* _Work instruction_:
Needed from the data below: all lines that contain the word "instance".

Start of Input

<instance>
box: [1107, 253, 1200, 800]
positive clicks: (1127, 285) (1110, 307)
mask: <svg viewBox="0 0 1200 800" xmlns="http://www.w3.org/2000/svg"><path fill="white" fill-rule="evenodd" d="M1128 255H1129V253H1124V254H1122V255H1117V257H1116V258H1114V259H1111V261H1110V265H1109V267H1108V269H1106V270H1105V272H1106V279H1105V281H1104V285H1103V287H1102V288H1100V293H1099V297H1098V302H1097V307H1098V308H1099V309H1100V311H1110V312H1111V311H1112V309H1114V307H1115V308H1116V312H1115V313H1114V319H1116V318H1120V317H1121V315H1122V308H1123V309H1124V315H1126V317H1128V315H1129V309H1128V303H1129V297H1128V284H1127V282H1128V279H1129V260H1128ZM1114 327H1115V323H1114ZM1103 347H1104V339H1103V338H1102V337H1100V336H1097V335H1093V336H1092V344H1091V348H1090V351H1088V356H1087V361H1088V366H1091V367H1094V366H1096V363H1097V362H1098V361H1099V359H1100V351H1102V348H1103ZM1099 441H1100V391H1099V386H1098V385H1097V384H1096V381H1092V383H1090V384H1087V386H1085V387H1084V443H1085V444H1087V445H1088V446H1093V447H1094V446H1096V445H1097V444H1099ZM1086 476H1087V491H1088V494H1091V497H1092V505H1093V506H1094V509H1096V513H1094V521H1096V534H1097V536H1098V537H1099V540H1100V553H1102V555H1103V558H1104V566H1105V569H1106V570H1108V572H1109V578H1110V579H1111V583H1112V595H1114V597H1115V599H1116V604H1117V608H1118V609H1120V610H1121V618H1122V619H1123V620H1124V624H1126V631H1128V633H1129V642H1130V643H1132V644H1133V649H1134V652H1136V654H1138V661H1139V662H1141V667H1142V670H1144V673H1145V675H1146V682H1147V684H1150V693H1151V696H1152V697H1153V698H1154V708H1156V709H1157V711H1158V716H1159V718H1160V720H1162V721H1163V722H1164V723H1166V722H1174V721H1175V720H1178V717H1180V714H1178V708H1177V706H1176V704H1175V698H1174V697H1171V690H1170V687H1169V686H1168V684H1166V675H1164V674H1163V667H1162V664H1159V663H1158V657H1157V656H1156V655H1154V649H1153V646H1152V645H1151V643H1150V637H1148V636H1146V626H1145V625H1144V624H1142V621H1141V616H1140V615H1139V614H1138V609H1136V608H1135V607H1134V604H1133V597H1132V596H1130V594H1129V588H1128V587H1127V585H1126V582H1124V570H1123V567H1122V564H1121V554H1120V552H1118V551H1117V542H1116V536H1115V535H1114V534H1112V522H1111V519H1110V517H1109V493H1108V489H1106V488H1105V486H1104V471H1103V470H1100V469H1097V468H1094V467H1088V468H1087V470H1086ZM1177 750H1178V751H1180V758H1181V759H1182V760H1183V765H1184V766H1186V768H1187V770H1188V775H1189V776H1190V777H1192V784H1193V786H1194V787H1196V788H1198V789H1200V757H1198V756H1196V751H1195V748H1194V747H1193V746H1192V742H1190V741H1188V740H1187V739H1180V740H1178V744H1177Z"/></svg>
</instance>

End of Input
Start of Input

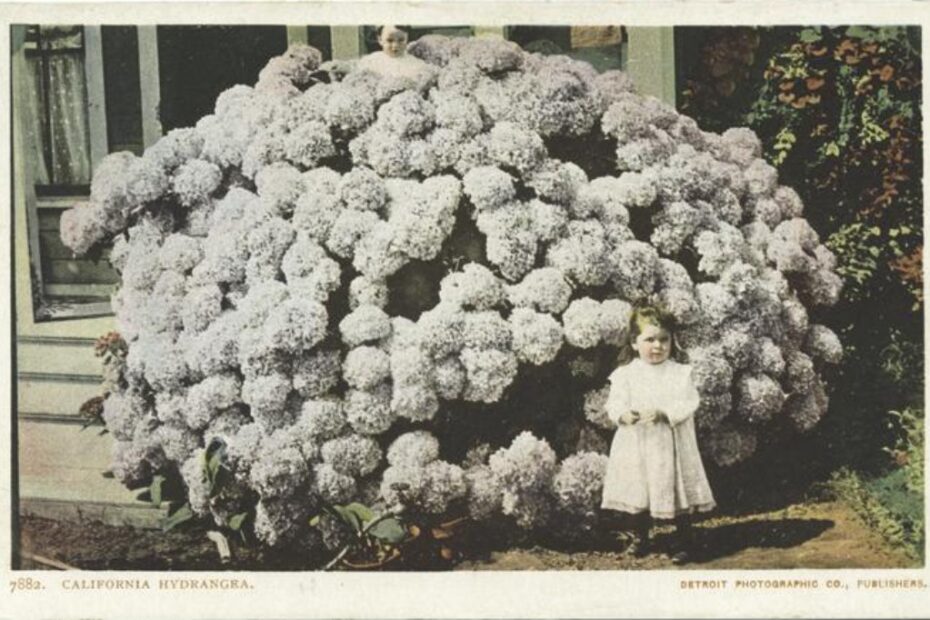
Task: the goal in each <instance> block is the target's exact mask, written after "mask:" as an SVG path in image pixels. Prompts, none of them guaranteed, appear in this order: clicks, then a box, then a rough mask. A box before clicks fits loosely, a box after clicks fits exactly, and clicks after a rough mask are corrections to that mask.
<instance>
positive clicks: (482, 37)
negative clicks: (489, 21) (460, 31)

End of Input

* _Exercise solution_:
<instance>
</instance>
Task: the goal in each <instance> block is the target's exact mask, written after "mask:" as an SVG path in image pixels. Prompts, none of them guaranteed, appear in this order: clicks, then a box, then a rough mask. A box before clicks fits loosely, a box after clicks fits exactly, and clicks after a rough mask are corrections to that mask.
<instance>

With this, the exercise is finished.